What needs to be done: Pictures excluded, return the lines below from the first through the line holding "positive clicks: (326, 281)".

Segmentation mask data:
= = = =

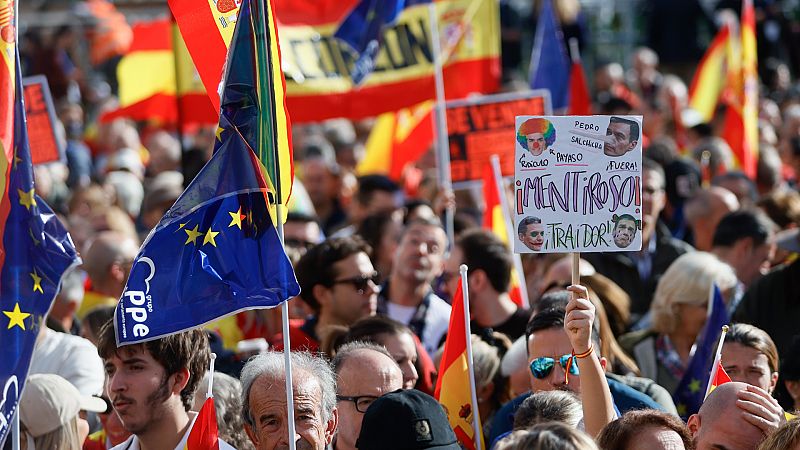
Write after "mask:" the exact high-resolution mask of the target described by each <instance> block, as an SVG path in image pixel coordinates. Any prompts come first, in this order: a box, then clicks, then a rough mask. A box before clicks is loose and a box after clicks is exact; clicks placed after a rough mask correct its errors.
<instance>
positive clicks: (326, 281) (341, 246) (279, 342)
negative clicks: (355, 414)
mask: <svg viewBox="0 0 800 450" xmlns="http://www.w3.org/2000/svg"><path fill="white" fill-rule="evenodd" d="M369 252H370V248H369V246H368V245H367V244H366V243H365V242H364V241H363V240H362V239H361V238H360V237H358V236H351V237H343V238H331V239H328V240H326V241H325V242H323V243H321V244H319V245H317V246H315V247H312V248H311V249H310V250H308V252H306V254H305V255H303V256H302V257H301V258H300V260H299V261H298V262H297V264H296V265H295V276H296V277H297V282H298V283H299V284H300V289H301V290H300V298H301V299H303V301H305V302H306V303H307V304H308V305H309V306H310V307H311V309H313V310H314V314H312V315H311V316H309V317H308V318H306V319H305V320H304V321H303V322H301V323H295V322H294V321H292V322H293V323H290V328H289V329H290V331H289V332H290V335H289V337H290V338H291V342H292V350H308V351H310V352H315V351H317V350H318V349H319V341H320V339H319V336H320V332H321V331H322V330H323V329H325V328H326V327H329V326H331V325H342V326H350V325H352V324H353V323H355V322H356V321H357V320H358V319H361V318H363V317H369V316H374V315H375V307H376V304H377V295H378V284H377V283H378V273H377V272H376V271H375V268H374V267H373V266H372V262H371V261H370V259H369ZM273 344H274V345H275V347H276V348H277V349H279V350H280V349H282V348H283V336H280V335H279V336H278V337H277V338H276V339H275V341H274V342H273Z"/></svg>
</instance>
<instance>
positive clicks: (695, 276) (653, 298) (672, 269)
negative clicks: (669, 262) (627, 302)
mask: <svg viewBox="0 0 800 450" xmlns="http://www.w3.org/2000/svg"><path fill="white" fill-rule="evenodd" d="M737 282H738V281H737V279H736V273H735V272H734V271H733V268H732V267H731V266H729V265H727V264H725V263H724V262H722V261H720V260H719V259H717V257H716V256H714V255H712V254H710V253H706V252H690V253H685V254H683V255H681V256H680V257H678V259H676V260H675V261H674V262H673V263H672V264H671V265H670V266H669V268H668V269H667V271H666V272H665V273H664V276H662V277H661V279H660V280H659V282H658V286H657V287H656V293H655V295H654V297H653V304H652V305H650V311H651V312H652V314H653V327H652V328H653V331H656V332H657V333H663V334H668V333H672V332H673V331H675V329H676V328H677V327H678V320H679V317H678V305H681V304H684V305H692V306H706V305H708V296H709V293H710V292H711V285H712V284H714V283H716V285H717V287H719V289H720V291H722V292H723V293H724V292H726V291H728V290H729V289H731V288H733V287H735V286H736V283H737Z"/></svg>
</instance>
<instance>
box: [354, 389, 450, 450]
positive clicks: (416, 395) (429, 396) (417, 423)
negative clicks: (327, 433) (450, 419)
mask: <svg viewBox="0 0 800 450" xmlns="http://www.w3.org/2000/svg"><path fill="white" fill-rule="evenodd" d="M356 448H358V449H359V450H417V449H442V450H460V449H461V447H460V446H459V445H458V440H457V439H456V435H455V433H453V429H452V428H450V422H448V420H447V414H445V412H444V409H442V406H441V405H440V404H439V402H437V401H436V400H435V399H434V398H433V397H431V396H430V395H428V394H425V393H423V392H420V391H417V390H415V389H409V390H398V391H394V392H391V393H389V394H386V395H384V396H382V397H381V398H379V399H377V400H375V401H374V402H373V403H372V405H370V407H369V409H367V412H366V413H365V414H364V420H363V422H361V434H360V435H359V436H358V440H357V441H356Z"/></svg>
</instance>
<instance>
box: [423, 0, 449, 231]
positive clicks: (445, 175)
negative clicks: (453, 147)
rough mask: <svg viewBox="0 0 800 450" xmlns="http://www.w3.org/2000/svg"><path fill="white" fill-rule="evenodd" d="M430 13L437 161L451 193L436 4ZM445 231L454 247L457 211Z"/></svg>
mask: <svg viewBox="0 0 800 450" xmlns="http://www.w3.org/2000/svg"><path fill="white" fill-rule="evenodd" d="M428 13H429V17H430V26H431V47H433V74H434V76H433V78H434V85H435V87H436V105H435V111H436V114H435V116H434V117H435V119H436V120H435V122H434V123H435V127H434V129H435V130H436V133H435V134H436V141H435V142H436V156H437V158H436V160H437V165H436V166H437V168H438V171H439V183H440V184H441V186H442V188H443V189H444V190H445V191H446V192H448V193H450V192H452V191H453V181H452V178H451V177H450V150H449V148H448V147H449V145H448V142H447V116H446V115H445V97H444V74H443V73H442V43H441V41H440V40H439V19H438V14H437V13H436V2H431V3H429V4H428ZM444 214H445V230H446V231H447V241H448V242H449V243H450V245H451V246H452V245H453V242H454V241H455V237H454V236H455V224H454V219H455V217H454V215H455V211H453V209H451V208H447V209H445V213H444Z"/></svg>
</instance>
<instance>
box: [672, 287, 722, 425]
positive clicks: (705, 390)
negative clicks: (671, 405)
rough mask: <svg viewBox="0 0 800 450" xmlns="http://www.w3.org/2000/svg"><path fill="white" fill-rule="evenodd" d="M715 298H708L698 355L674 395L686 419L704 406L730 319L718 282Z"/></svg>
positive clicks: (679, 409)
mask: <svg viewBox="0 0 800 450" xmlns="http://www.w3.org/2000/svg"><path fill="white" fill-rule="evenodd" d="M711 295H712V298H711V299H709V301H708V305H709V306H708V307H709V308H711V309H710V311H709V314H708V319H706V324H705V327H703V331H701V332H700V336H698V338H697V342H696V344H695V350H694V355H692V358H691V359H690V360H689V366H688V367H687V368H686V372H685V373H684V374H683V378H681V381H680V383H678V387H677V389H675V393H674V394H673V395H672V399H673V400H674V401H675V406H676V407H677V408H678V415H680V416H681V418H682V419H683V420H684V421H685V420H686V419H688V418H689V416H691V415H692V414H694V413H696V412H697V411H699V410H700V405H702V404H703V400H704V399H705V395H706V386H707V385H708V379H709V376H710V374H711V366H712V365H713V364H714V353H715V352H716V351H717V344H718V343H719V337H720V334H722V326H723V325H727V324H728V322H729V321H730V317H729V316H728V311H727V309H726V308H725V302H724V301H723V300H722V293H720V291H719V288H718V287H717V286H716V285H714V287H713V292H712V294H711Z"/></svg>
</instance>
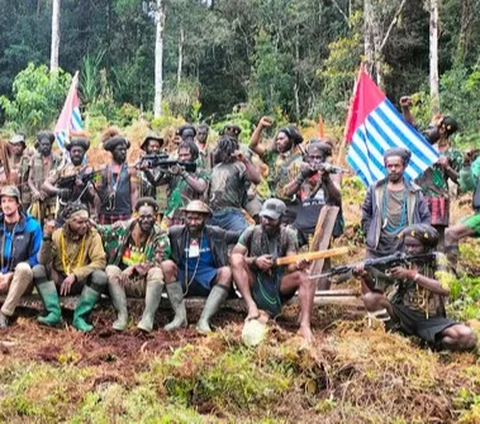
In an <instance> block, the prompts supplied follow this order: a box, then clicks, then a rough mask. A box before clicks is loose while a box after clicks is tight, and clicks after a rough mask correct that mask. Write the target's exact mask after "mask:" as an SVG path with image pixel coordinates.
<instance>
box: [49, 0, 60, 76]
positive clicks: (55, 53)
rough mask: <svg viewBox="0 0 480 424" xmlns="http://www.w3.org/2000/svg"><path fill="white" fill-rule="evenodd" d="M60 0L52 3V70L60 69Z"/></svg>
mask: <svg viewBox="0 0 480 424" xmlns="http://www.w3.org/2000/svg"><path fill="white" fill-rule="evenodd" d="M60 1H61V0H53V5H52V47H51V50H50V71H56V70H57V69H58V53H59V50H60Z"/></svg>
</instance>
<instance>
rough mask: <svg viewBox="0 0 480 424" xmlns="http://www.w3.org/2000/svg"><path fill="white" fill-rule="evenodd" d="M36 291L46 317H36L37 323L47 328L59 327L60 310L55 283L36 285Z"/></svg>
mask: <svg viewBox="0 0 480 424" xmlns="http://www.w3.org/2000/svg"><path fill="white" fill-rule="evenodd" d="M37 290H38V293H39V294H40V297H41V298H42V301H43V305H44V306H45V310H46V311H47V315H45V316H40V317H38V318H37V321H38V322H39V323H40V324H43V325H47V326H49V327H59V326H61V325H62V324H63V320H62V310H61V309H60V302H59V300H58V292H57V288H56V287H55V283H54V282H53V281H45V282H42V283H40V284H37Z"/></svg>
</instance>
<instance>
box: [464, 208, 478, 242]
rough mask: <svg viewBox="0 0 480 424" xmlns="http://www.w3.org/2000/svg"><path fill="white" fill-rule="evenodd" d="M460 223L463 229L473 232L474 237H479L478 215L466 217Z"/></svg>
mask: <svg viewBox="0 0 480 424" xmlns="http://www.w3.org/2000/svg"><path fill="white" fill-rule="evenodd" d="M461 222H462V224H463V225H465V227H467V228H469V229H470V230H472V231H475V235H474V237H480V213H476V214H474V215H470V216H467V217H466V218H465V219H463V220H462V221H461Z"/></svg>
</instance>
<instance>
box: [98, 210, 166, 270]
mask: <svg viewBox="0 0 480 424" xmlns="http://www.w3.org/2000/svg"><path fill="white" fill-rule="evenodd" d="M136 222H137V221H136V220H135V219H131V220H128V221H118V222H116V223H115V224H113V225H98V226H97V230H98V232H99V233H100V235H101V236H102V239H103V245H104V247H105V252H106V253H107V263H108V264H109V265H117V266H119V265H120V264H121V262H122V255H123V252H124V250H125V248H126V247H127V246H128V241H129V239H130V236H131V235H132V231H133V228H134V226H135V224H136ZM157 252H163V253H162V255H161V258H162V260H165V259H168V258H169V257H170V253H171V248H170V240H169V238H168V235H167V233H166V232H165V231H163V230H162V229H161V228H160V226H159V225H157V224H155V226H154V228H153V231H152V234H151V236H150V238H149V240H148V242H147V246H146V247H145V256H146V262H147V263H153V264H159V260H158V259H157Z"/></svg>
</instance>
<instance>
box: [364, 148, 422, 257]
mask: <svg viewBox="0 0 480 424" xmlns="http://www.w3.org/2000/svg"><path fill="white" fill-rule="evenodd" d="M410 156H411V153H410V151H409V150H406V149H403V148H392V149H388V150H386V151H385V153H384V155H383V160H384V164H385V168H386V170H387V173H388V175H387V177H386V178H383V179H381V180H379V181H376V182H375V183H374V184H372V185H371V186H370V187H369V188H368V192H367V195H366V196H365V200H364V202H363V205H362V222H361V224H362V230H363V232H364V234H365V238H366V240H365V242H366V246H367V256H368V257H374V258H378V257H382V256H387V255H391V254H393V253H394V252H397V251H399V250H401V248H402V242H403V240H402V239H401V238H399V237H398V235H399V234H400V232H401V231H402V230H403V229H405V228H406V227H407V226H409V225H412V224H420V223H424V224H430V212H429V211H428V207H427V205H426V203H425V201H424V200H423V194H422V192H421V190H420V187H418V186H417V185H415V184H413V183H411V182H409V181H408V180H407V179H405V177H404V173H405V169H406V167H407V165H408V162H409V160H410Z"/></svg>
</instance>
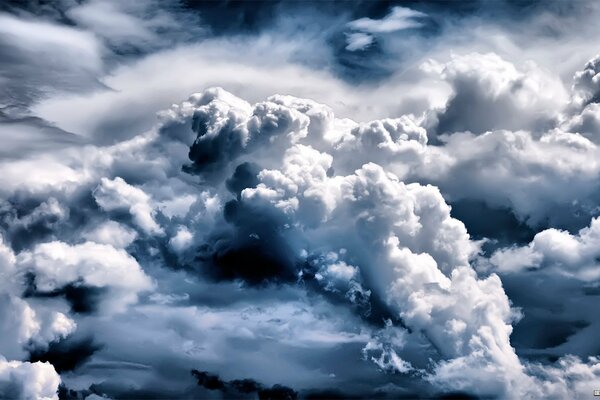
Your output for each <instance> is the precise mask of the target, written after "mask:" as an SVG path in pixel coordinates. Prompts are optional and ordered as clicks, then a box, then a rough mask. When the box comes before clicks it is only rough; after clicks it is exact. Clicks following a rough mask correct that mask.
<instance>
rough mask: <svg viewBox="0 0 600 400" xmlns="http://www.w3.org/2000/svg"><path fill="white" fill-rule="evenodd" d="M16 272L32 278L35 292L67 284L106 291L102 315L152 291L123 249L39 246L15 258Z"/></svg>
mask: <svg viewBox="0 0 600 400" xmlns="http://www.w3.org/2000/svg"><path fill="white" fill-rule="evenodd" d="M17 264H18V265H19V268H21V269H22V270H25V271H29V272H31V273H32V274H34V277H35V278H34V283H35V285H36V288H37V290H39V291H42V292H50V291H53V290H57V289H61V288H63V287H65V286H66V285H68V284H82V285H85V286H89V287H93V288H105V289H108V293H107V294H105V295H103V296H102V298H101V305H102V308H101V311H103V312H106V313H112V312H122V311H124V310H125V309H126V307H127V306H128V305H130V304H132V303H134V302H136V301H137V296H138V293H139V292H142V291H145V290H149V289H151V288H152V287H153V283H152V281H151V279H150V278H149V277H148V276H147V275H146V274H145V273H144V271H143V270H142V268H141V267H140V265H139V264H138V263H137V261H136V260H135V259H134V258H133V257H131V256H130V255H129V254H128V253H127V252H125V251H124V250H122V249H116V248H114V247H112V246H110V245H107V244H98V243H93V242H85V243H83V244H78V245H72V246H71V245H69V244H67V243H63V242H58V241H55V242H49V243H42V244H38V245H37V246H35V247H34V248H33V249H32V250H31V251H24V252H22V253H20V254H19V255H18V260H17Z"/></svg>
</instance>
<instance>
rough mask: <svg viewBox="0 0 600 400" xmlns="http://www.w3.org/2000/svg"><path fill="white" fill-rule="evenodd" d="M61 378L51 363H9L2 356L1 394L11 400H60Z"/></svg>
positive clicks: (12, 362) (19, 362)
mask: <svg viewBox="0 0 600 400" xmlns="http://www.w3.org/2000/svg"><path fill="white" fill-rule="evenodd" d="M59 384H60V377H59V376H58V374H57V373H56V371H55V370H54V368H53V367H52V364H50V363H41V362H35V363H29V362H20V361H7V360H6V359H5V358H4V357H1V356H0V393H1V394H2V396H3V397H7V398H11V399H22V400H29V399H44V400H50V399H52V400H55V399H58V394H57V392H58V385H59Z"/></svg>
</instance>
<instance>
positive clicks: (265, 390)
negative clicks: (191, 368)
mask: <svg viewBox="0 0 600 400" xmlns="http://www.w3.org/2000/svg"><path fill="white" fill-rule="evenodd" d="M192 375H193V376H194V378H196V380H197V382H198V385H200V386H202V387H204V388H206V389H208V390H218V391H221V392H223V394H224V395H225V396H226V397H230V396H232V397H238V396H239V395H240V394H243V395H247V394H254V393H255V394H256V395H257V396H258V398H259V400H296V399H297V398H298V393H297V392H296V391H295V390H293V389H291V388H289V387H287V386H283V385H277V384H276V385H273V386H271V387H268V386H264V385H262V384H260V383H258V382H256V381H255V380H253V379H235V380H232V381H223V380H222V379H221V378H220V377H219V376H218V375H213V374H210V373H208V372H205V371H198V370H192ZM236 394H237V395H236Z"/></svg>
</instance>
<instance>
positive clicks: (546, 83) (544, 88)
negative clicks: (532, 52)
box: [422, 53, 567, 134]
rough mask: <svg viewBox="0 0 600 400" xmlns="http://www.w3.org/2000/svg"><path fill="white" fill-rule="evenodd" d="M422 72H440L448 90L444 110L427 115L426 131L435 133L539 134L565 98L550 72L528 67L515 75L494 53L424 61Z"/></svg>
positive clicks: (537, 67)
mask: <svg viewBox="0 0 600 400" xmlns="http://www.w3.org/2000/svg"><path fill="white" fill-rule="evenodd" d="M422 68H423V69H424V70H425V71H428V72H435V73H436V74H439V76H440V77H441V78H442V79H443V80H444V81H446V82H447V83H448V84H449V85H450V86H451V88H452V94H451V96H450V98H449V100H448V102H447V103H446V106H445V107H444V109H443V110H440V111H438V112H437V115H435V116H432V118H434V120H435V122H432V123H431V125H432V126H431V128H432V129H433V130H434V131H435V132H436V133H437V134H443V133H453V132H461V131H470V132H473V133H483V132H485V131H488V130H495V129H511V130H517V129H532V130H542V129H545V128H546V127H547V126H549V124H550V123H551V122H552V120H553V118H555V117H556V114H557V112H558V111H560V109H561V107H563V105H564V104H565V103H566V100H567V93H566V90H565V89H564V88H563V86H562V83H561V82H560V81H559V80H557V79H556V78H555V77H553V76H552V75H551V74H550V73H549V72H547V71H545V70H543V69H541V68H540V67H538V66H536V65H535V64H532V63H529V64H526V65H525V66H524V70H523V71H520V70H518V69H517V68H516V67H515V66H514V65H513V64H512V63H510V62H507V61H506V60H504V59H502V58H501V57H500V56H498V55H497V54H493V53H489V54H479V53H473V54H468V55H461V56H453V57H452V59H451V60H450V61H448V62H446V63H438V62H435V61H429V62H427V63H425V64H424V65H423V66H422Z"/></svg>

= = = =

Response for this exercise:
Write after "mask:" the exact high-resolution mask of the target described by each <instance> block, as an SVG path in image pixel coordinates. Any prompts come first, in this order: a box, then clicks, then a rough mask. A box before clicks is loose and a box after clicks is exact; clicks placed after a rough mask correct its errors.
<instance>
positive clicks: (326, 281) (341, 246) (279, 342)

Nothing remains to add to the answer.